## Stored data entries
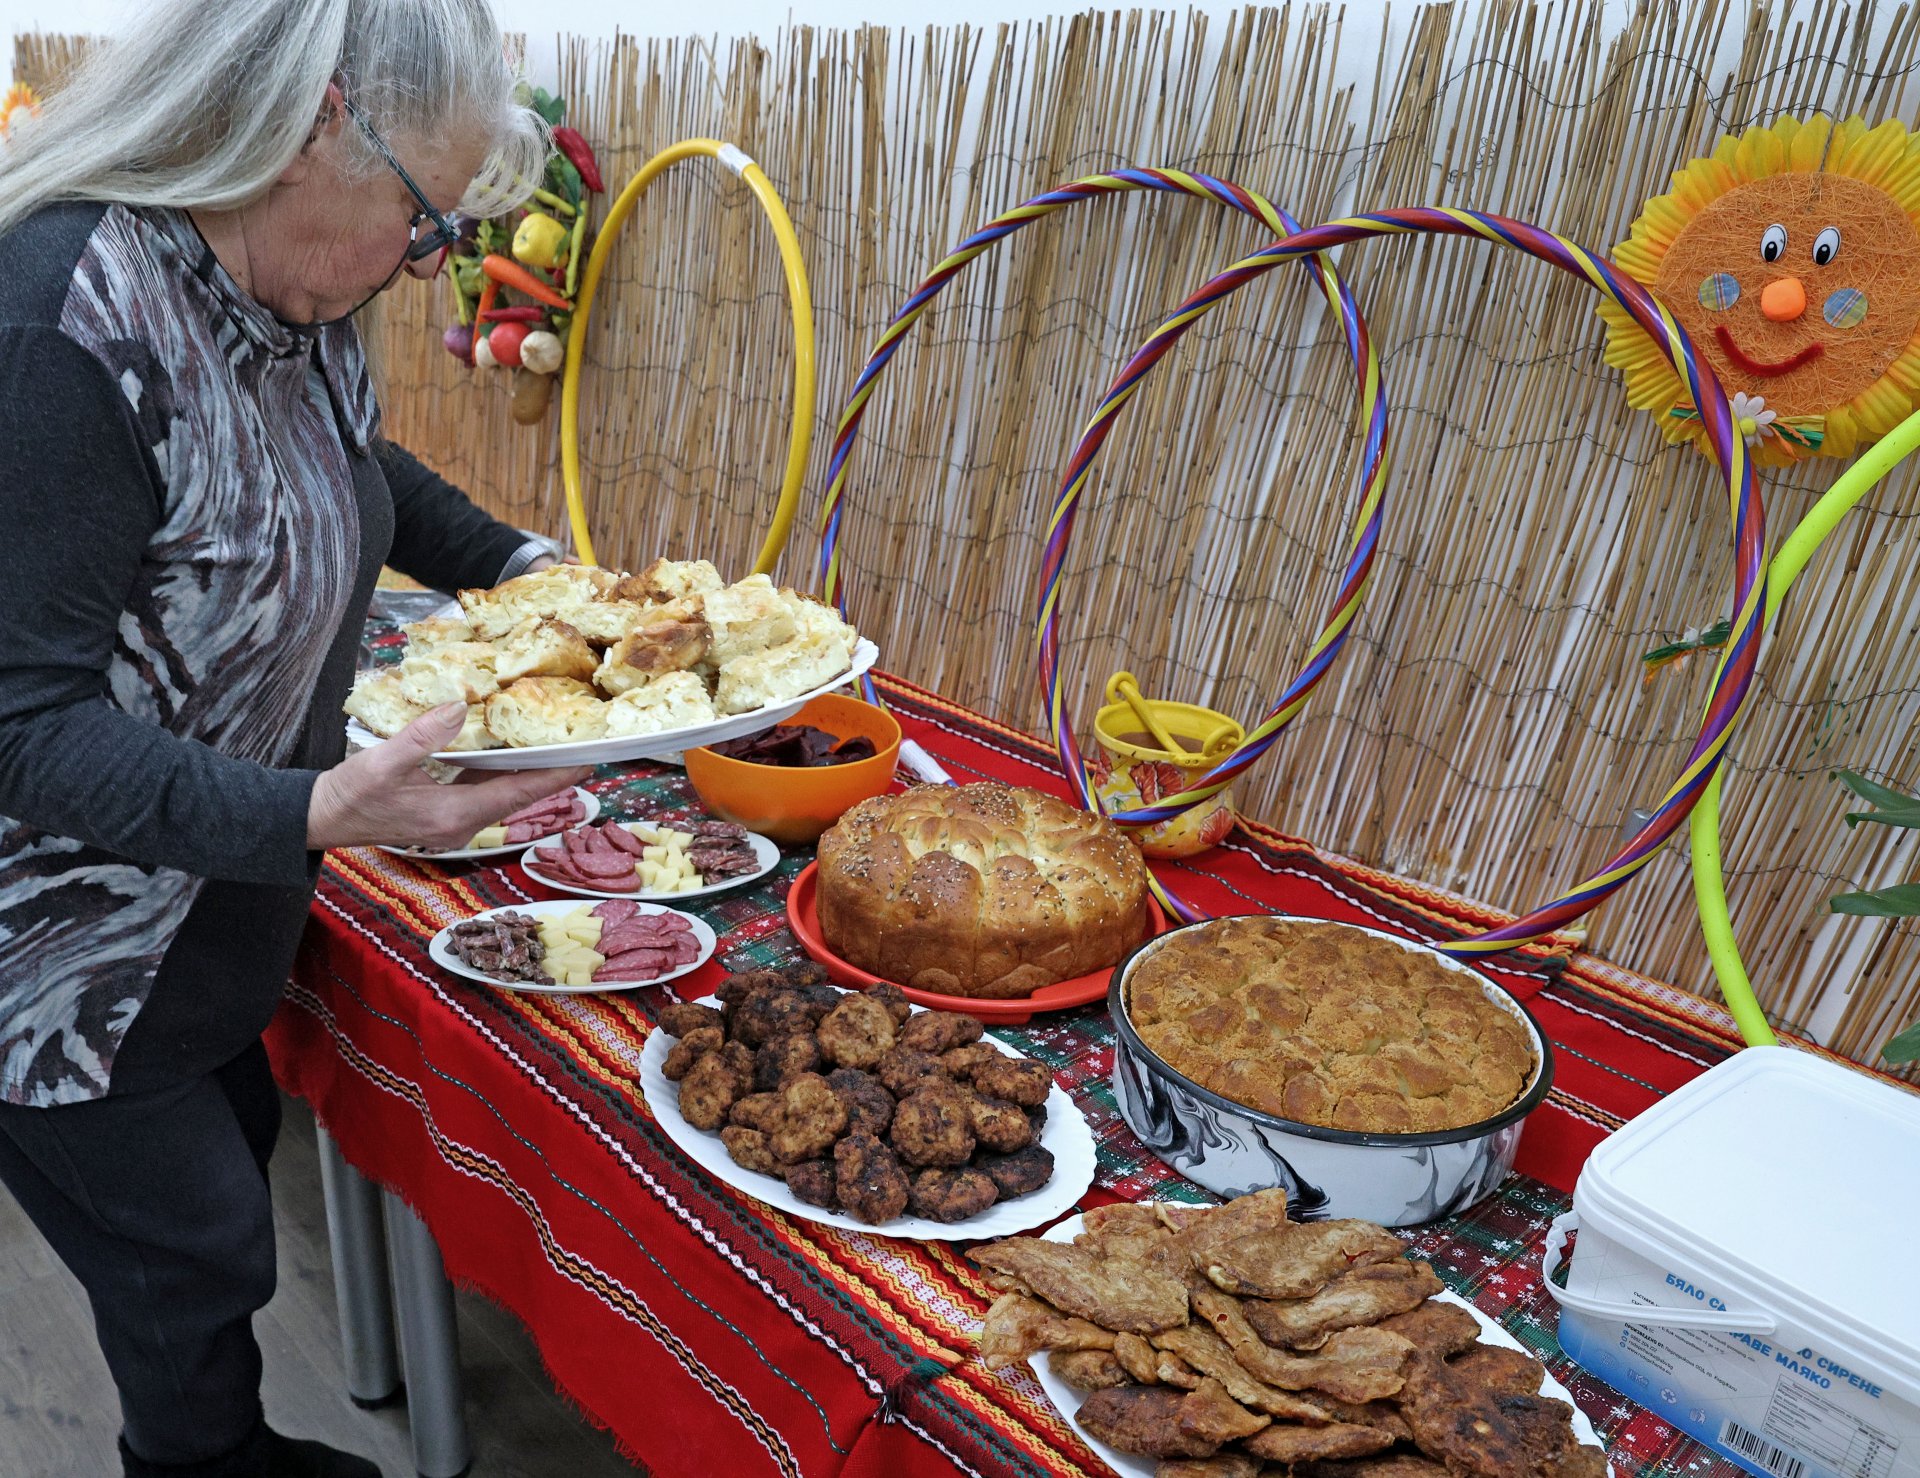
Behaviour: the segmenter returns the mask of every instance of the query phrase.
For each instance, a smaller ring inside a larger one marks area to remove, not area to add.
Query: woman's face
[[[265,239],[249,233],[252,290],[289,323],[319,323],[351,313],[404,270],[431,277],[440,256],[406,262],[419,203],[384,163],[350,172],[349,149],[360,157],[358,125],[336,109],[267,197]],[[442,215],[450,215],[487,154],[481,141],[459,135],[430,142],[387,140],[414,184]],[[431,222],[420,222],[422,232]]]

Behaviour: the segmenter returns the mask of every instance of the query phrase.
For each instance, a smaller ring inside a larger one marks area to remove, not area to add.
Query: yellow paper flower
[[[1785,119],[1722,138],[1649,200],[1613,260],[1652,288],[1731,398],[1769,413],[1755,460],[1849,457],[1920,391],[1920,137]],[[1686,386],[1626,311],[1607,363],[1669,441],[1707,443]],[[1749,419],[1752,419],[1751,417]]]
[[[7,89],[4,98],[0,98],[0,139],[13,131],[13,115],[25,108],[29,116],[38,117],[40,98],[24,82],[16,82]]]

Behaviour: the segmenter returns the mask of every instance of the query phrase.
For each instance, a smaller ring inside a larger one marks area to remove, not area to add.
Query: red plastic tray
[[[883,984],[878,975],[869,975],[858,965],[841,959],[827,948],[826,940],[820,937],[820,911],[815,900],[819,872],[820,864],[809,862],[800,876],[793,880],[793,887],[787,893],[787,926],[793,930],[794,938],[800,941],[800,947],[819,961],[828,979],[835,985],[844,985],[849,990],[868,990]],[[1151,933],[1164,934],[1167,916],[1160,911],[1159,903],[1149,898],[1147,907],[1153,919]],[[1015,996],[1008,1000],[936,995],[930,990],[916,990],[911,985],[903,985],[900,989],[906,993],[908,1000],[930,1011],[962,1011],[982,1021],[1013,1026],[1031,1020],[1037,1011],[1071,1011],[1076,1006],[1104,1000],[1112,978],[1111,969],[1096,970],[1091,975],[1076,975],[1072,980],[1058,980],[1052,985],[1043,985],[1030,996]]]

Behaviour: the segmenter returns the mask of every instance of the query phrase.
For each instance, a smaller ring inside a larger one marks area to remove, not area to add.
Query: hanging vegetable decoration
[[[1761,466],[1851,457],[1916,408],[1920,137],[1899,123],[1789,118],[1722,138],[1613,256],[1712,365]],[[1704,450],[1665,353],[1624,309],[1599,313],[1627,399]]]
[[[454,322],[441,343],[477,368],[512,370],[513,419],[531,426],[546,415],[566,360],[574,287],[588,245],[587,196],[604,193],[606,185],[587,141],[563,124],[562,99],[536,87],[523,89],[521,101],[552,127],[555,152],[525,210],[465,223],[447,274]]]

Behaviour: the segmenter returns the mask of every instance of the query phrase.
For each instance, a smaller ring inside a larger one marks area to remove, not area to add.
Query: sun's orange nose
[[[1782,277],[1760,289],[1760,311],[1775,323],[1792,323],[1807,311],[1807,290],[1798,277]]]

## TASK
With the pictures set aside, copy each line above as written.

## ANSWER BELOW
Behaviour: the segmenter returns the mask of every instance of the query phrase.
For each instance, a smaller ring inside a larger one marks area to remove, not area to add.
Query: woman's face
[[[265,239],[249,233],[252,290],[289,323],[319,323],[351,313],[404,270],[431,277],[440,256],[406,262],[419,203],[384,163],[350,172],[349,149],[360,157],[358,125],[336,109],[267,197]],[[442,215],[450,215],[487,154],[481,141],[459,135],[430,142],[387,140],[414,184]],[[431,222],[420,222],[422,232]]]

Behaviour: the segmenter returns the mask of every instance of the query phrase.
For each instance, a smaller ring inside a larger one marks area to remove, not area to add.
Query: yellow paper flower
[[[1785,119],[1722,138],[1649,200],[1613,260],[1652,288],[1731,398],[1769,413],[1755,460],[1849,457],[1920,391],[1920,137]],[[1686,386],[1626,311],[1607,363],[1669,441],[1707,443]],[[1749,419],[1752,419],[1751,417]]]
[[[7,89],[4,98],[0,98],[0,139],[13,131],[13,115],[25,108],[29,116],[38,117],[40,98],[24,82],[16,82]]]

Behaviour: the segmenter returns the mask of every instance of the query phrase.
For each instance, a smaller ring inside a larger one marks area to remove, not area to add.
Query: red plastic tray
[[[883,984],[878,975],[869,975],[858,965],[841,959],[827,948],[826,940],[820,937],[820,911],[815,900],[819,872],[820,864],[809,862],[800,876],[793,880],[793,887],[787,893],[787,926],[793,930],[794,938],[800,941],[800,947],[819,961],[828,979],[835,985],[844,985],[849,990],[868,990]],[[1151,933],[1164,934],[1167,916],[1160,911],[1159,903],[1149,898],[1147,907],[1153,919]],[[1015,996],[1008,1000],[936,995],[930,990],[916,990],[911,985],[903,985],[900,989],[906,993],[908,1000],[930,1011],[962,1011],[982,1021],[1013,1026],[1031,1020],[1037,1011],[1071,1011],[1076,1006],[1104,1000],[1112,978],[1111,969],[1096,970],[1091,975],[1076,975],[1072,980],[1058,980],[1052,985],[1043,985],[1030,996]]]

Behaviour: the segmenter returns the mask of every instance of the query phrase.
For each instance, a smaller ring inside a larger one marks area to remove, not area to add.
Query: hanging vegetable decoration
[[[1761,466],[1851,457],[1916,408],[1920,137],[1899,123],[1789,118],[1722,138],[1613,256],[1712,365]],[[1704,450],[1665,353],[1624,309],[1599,313],[1627,399]]]
[[[454,322],[441,343],[477,368],[512,370],[513,419],[531,426],[546,415],[566,360],[574,287],[588,245],[587,196],[604,193],[606,185],[587,141],[563,124],[562,99],[536,87],[523,89],[521,101],[552,127],[555,152],[525,210],[465,223],[447,274]]]

Behaviour: the segmenter returns the mask of every instance of the query phrase.
For each instance, a smaller ring inside a larger one marks area to remove, not area to add.
Query: sun's orange nose
[[[1782,277],[1760,289],[1760,311],[1775,323],[1792,323],[1807,311],[1807,290],[1798,277]]]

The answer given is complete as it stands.